# start of Extract to read

Matt Gonzalez and Andrew Schoultz at Hosfelt Gallery’s 20th anniversary exhibition, San Francisco, September 10, 2016. Photo by Brad Bernhardt.

Initially working clandestinely, Schoultz collaborated on murals with artists Zara Thustra and Aaron Noble, in the Nob Hill and China Basin neighborhoods. Later, he painted solo murals in the Mission District. In 2000, he asked to be one of the artists working on the Clarion Alley Mural Project, which organized dozens of murals along a one block corridor between Valencia and Mission streets in a notoriously gritty alley. Schoultz’s approximately 600’ x 600’ mural “F#?KIN” Dot Com” was a commentary on the gentrification caused by the early tech bubble in San Francisco. The next year, under the mentorship of Ray Patlán, Schoultz painted a 12’ x 32’ mural “SF City Limits” along another Mission block, Balmy Alley. Patlán fostered anti-establishment sentiments, having once painted an anti-war mural in Saigon during the Vietnam War, while serving in the U.S. Army. Schoultz’s most well-known collaboration at the time was with Aaron Noble on 18th and Lexington Streets, the 34’ x 100’ mural “Generator”, was a mainstay of the urban vista for thirteen years.

Schoultz’s gallery exhibitions grew organically out of these engagements. Darryl Smith and Laurie Lazer of the Luggage Store Gallery, which had been a fomenting space for contemporary artists, took notice. They arranged to exhibit Schoultz’s work in a window of the front space they lived in on Haight Street near Webster Street, which would later be fully renovated and operated as an auxiliary gallery, along with their space 509 Cultural Center in the Tenderloin, where Schoultz also exhibited.

Like many of the artists in the scene, including Chris Johanson, who had shown at venues such as Cafe Picaro and Cafe Nidal in 1992 and 1997, respectively, Schoultz made opportunities happen wherever he could. His first art show at Cafe International, on Haight and Fillmore streets, presented approximately twenty artworks priced $100 to $200. Schoultz’s show sold out, which served as a big confidence boost. Though the prices were relatively modest, in the aggregate it paid the rent for a few months and gave Schoultz a belief in himself that all young artists need to keep developing.

Matt Gonzalez, Alicia McCarthy, and Andrew Schoultz at Hosfelt Gallery in San Francisco, August 4, 2022.

# end of Extract to read

**Work to complete**.
a. Answer these from the passage on Andrew Schoultz's early career:
(i) Who mentored Schoultz when he painted "SF City Limits"?
(ii) At which cafe was Schoultz's first art show held?
(iii) For how many years was the mural "Generator" a mainstay of the urban vista?
b. Name every San Francisco neighborhood or district mentioned in the passage on Andrew Schoultz's early career.
c. Carry on the passage about Andrew Schoultz's early career from its last line.

# start of Provided data

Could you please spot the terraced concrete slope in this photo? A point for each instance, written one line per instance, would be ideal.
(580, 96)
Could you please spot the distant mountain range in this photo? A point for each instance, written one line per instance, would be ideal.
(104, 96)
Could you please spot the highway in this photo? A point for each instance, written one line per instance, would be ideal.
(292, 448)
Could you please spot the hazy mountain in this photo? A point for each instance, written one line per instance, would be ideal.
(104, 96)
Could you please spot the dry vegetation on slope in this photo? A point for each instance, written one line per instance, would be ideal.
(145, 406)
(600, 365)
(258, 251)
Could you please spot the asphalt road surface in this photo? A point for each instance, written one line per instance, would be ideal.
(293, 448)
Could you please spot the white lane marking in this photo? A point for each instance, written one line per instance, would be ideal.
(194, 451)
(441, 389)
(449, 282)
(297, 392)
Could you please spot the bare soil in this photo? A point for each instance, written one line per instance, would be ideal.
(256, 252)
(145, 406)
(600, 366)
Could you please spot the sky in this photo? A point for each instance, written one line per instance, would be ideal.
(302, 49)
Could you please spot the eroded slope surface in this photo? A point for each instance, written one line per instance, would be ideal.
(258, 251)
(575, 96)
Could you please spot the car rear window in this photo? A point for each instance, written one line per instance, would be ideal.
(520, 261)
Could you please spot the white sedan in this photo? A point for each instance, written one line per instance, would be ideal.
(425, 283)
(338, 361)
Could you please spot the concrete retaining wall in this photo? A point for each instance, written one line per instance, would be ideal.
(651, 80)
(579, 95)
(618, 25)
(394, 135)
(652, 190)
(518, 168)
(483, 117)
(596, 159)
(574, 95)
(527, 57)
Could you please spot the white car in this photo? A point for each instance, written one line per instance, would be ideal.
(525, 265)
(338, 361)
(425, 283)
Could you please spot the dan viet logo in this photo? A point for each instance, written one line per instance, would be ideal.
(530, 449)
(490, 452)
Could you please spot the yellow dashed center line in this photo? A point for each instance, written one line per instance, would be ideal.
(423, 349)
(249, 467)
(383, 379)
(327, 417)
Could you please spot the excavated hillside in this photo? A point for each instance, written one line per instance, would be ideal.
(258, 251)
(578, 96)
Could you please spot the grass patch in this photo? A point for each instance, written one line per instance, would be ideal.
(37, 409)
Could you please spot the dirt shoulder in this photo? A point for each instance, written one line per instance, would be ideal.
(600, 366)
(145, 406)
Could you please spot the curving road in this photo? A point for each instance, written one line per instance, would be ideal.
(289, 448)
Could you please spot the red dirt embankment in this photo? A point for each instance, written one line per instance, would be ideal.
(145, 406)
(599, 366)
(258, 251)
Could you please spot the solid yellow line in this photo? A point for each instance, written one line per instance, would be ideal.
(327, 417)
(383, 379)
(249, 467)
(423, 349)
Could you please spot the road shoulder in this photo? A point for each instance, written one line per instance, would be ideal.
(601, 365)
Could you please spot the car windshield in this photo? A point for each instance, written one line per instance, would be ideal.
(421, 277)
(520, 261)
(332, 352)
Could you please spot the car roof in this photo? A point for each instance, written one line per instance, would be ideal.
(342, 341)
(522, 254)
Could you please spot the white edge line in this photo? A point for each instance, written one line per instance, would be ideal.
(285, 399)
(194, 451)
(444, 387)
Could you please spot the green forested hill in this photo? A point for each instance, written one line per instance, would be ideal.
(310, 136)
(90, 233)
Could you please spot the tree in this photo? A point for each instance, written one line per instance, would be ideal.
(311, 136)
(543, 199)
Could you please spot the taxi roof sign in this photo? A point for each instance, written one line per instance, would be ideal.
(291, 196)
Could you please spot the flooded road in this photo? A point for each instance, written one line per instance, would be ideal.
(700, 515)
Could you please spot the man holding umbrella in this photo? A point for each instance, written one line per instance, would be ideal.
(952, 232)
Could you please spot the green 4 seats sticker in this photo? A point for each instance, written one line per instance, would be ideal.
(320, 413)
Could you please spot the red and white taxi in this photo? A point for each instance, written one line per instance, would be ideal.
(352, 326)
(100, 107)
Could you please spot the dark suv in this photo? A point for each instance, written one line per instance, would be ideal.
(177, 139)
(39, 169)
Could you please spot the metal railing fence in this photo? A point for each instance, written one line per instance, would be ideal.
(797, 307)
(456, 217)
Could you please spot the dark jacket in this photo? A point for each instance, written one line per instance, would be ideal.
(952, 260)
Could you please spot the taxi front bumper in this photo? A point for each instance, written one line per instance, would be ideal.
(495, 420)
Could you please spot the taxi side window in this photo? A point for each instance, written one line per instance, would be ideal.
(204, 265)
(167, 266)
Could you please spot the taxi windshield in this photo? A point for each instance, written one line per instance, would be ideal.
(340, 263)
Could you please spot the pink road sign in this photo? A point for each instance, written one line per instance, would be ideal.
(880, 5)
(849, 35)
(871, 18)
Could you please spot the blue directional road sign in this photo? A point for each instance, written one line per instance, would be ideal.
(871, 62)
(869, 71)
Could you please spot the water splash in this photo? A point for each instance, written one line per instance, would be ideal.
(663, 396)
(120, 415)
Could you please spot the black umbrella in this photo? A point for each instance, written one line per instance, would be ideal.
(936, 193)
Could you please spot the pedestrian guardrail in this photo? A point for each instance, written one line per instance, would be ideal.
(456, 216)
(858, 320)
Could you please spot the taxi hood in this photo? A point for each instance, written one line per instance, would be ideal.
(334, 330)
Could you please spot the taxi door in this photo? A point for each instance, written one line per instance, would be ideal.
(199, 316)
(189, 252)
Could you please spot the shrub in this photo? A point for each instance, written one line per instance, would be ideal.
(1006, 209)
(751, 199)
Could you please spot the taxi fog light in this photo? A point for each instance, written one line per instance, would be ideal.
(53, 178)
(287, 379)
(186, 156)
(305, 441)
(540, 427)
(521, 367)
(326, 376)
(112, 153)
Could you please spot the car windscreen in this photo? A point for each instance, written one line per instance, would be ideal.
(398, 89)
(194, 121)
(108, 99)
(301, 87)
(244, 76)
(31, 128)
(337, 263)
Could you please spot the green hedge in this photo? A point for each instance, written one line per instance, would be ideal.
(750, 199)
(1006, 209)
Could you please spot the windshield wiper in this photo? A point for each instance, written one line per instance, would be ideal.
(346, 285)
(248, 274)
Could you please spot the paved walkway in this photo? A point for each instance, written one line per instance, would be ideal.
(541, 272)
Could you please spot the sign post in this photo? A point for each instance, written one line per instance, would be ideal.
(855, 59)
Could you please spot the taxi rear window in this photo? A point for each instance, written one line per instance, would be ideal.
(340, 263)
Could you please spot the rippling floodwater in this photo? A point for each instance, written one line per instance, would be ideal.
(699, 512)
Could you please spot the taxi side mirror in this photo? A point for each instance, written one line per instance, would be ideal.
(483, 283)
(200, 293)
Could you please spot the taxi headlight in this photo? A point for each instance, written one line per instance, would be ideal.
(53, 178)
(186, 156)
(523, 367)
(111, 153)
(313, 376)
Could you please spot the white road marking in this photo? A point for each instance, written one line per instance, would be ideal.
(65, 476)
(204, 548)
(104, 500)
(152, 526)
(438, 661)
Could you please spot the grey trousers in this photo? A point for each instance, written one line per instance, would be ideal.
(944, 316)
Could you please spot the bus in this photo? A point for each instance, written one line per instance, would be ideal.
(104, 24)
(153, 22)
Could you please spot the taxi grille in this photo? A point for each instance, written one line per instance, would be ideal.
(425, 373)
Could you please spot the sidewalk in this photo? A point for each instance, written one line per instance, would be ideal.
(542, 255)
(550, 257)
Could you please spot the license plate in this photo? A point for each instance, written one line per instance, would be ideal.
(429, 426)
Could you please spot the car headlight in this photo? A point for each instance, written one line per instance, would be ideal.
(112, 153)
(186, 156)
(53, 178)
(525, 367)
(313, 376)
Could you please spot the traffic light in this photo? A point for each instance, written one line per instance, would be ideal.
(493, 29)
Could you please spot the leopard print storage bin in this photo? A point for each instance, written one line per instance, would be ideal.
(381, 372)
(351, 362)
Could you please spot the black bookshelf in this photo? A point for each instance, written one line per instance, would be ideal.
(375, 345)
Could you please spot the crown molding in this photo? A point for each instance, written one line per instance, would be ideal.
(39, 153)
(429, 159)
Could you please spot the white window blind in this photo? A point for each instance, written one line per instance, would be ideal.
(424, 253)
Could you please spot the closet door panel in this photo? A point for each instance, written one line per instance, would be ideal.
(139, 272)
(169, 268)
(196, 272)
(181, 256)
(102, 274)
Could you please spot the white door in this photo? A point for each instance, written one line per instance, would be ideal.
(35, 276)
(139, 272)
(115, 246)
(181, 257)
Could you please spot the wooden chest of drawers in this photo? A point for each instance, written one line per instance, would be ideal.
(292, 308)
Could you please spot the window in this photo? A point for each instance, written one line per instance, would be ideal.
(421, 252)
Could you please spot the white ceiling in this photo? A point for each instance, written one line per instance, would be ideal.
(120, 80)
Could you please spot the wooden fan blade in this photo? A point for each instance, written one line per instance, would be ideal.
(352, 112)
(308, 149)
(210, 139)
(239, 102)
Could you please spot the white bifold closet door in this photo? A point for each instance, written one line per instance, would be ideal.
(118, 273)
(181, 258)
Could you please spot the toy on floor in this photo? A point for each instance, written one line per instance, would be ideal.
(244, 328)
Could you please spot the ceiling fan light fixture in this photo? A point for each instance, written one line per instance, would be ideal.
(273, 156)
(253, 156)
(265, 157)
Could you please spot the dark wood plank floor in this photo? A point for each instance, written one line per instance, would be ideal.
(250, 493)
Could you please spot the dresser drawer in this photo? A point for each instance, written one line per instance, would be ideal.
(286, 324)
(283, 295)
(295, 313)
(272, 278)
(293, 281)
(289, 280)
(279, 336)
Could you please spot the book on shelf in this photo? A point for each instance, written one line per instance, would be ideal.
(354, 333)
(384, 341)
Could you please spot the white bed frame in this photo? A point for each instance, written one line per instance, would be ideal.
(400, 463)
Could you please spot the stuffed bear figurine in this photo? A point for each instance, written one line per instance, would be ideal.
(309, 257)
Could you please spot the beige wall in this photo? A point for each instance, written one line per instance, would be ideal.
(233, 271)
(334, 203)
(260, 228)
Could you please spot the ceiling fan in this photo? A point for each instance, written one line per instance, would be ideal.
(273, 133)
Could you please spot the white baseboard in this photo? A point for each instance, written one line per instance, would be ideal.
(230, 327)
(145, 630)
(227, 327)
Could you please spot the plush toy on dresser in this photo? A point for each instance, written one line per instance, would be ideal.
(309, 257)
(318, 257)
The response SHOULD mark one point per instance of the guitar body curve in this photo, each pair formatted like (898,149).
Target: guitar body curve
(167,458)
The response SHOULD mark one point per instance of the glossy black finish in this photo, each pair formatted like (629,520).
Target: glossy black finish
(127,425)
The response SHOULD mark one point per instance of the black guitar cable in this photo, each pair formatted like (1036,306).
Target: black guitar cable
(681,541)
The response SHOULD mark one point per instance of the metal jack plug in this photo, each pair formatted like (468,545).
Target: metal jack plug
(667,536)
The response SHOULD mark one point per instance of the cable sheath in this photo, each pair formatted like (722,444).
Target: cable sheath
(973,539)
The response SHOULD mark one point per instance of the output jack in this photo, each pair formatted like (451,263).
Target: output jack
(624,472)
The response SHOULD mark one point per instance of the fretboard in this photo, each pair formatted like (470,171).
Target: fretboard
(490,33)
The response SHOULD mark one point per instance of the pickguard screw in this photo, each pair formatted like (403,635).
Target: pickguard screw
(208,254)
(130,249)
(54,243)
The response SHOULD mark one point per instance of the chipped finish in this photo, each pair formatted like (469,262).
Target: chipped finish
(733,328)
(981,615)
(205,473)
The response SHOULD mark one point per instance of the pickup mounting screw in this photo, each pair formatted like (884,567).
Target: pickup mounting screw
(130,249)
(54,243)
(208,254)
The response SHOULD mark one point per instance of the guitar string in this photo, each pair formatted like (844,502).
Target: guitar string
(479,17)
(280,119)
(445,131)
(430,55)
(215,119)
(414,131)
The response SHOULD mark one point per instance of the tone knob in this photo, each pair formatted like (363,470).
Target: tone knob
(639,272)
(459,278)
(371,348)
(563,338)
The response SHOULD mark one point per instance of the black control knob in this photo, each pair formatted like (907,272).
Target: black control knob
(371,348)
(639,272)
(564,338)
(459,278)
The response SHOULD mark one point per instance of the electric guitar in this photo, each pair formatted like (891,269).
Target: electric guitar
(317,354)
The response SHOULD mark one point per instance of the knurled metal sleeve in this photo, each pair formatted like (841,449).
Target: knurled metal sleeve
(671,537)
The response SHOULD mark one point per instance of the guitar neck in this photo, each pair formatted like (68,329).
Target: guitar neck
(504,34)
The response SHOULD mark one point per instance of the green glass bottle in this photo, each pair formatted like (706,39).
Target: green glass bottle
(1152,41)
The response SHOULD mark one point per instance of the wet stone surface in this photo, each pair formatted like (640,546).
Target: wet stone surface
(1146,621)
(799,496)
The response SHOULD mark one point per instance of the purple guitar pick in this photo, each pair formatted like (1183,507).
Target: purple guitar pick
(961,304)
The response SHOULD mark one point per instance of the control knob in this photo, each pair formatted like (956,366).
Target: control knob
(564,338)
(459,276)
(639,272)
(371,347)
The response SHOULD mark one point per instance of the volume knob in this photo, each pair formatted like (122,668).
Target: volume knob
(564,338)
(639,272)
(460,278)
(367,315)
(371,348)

# end of Provided data

**Answers to each task**.
a.
(i) Ray Patlán
(ii) Cafe International, on Haight and Fillmore streets
(iii) Thirteen years

b. Nob Hill, China Basin, the Mission District, the Tenderloin

c.
Schoultz became known for having an unparalleled work ethic. His output was prodigious, bordering on obsessively compulsive. Not because the work was easy to make; but rather, because he worked incessantly and had an attention to detail that highlighted his drawing ability. Slowly, his mark making became familiar, even ubiquitous.

Between 2000 and 2003 Schoultz was included in group exhibitions at Yerba Buena Center for the Arts, Southern Exposure, New Image Art (in Los Angeles), 509 Cultural Center, New Langton Arts, and Intersection for the Arts. In 2003, Schoultz travelled to Yogyakarta, Indonesia with Alicia McCarthy and others where they worked with the Apotik Komik collective on a six-week cross-cultural mural painting project. Schoultz’s panoramic world view and critique of globalization expanded and sharpened. Between 2000 and 2004 Schoultz had solo exhibits in Detroit, St. Paul, Santa Monica, Portland, and Culver City. San Francisco’s Bucheon Gallery, in the Hayes Valley neighborhood, gave him his first one-person gallery exhibition in 2004.

Twenty-five years after leaving Wisconsin, Schoultz is no longer a twenty-something year old kid with long hair. Living in Los Angeles since early 2014, he still skateboards and paints incessantly. But he has also matured; influenced by having a family of his own. With his wife, artist Hilary Pecis, and their son Apollo, he has learned to navigate the complex art world not just as an individual but as a family.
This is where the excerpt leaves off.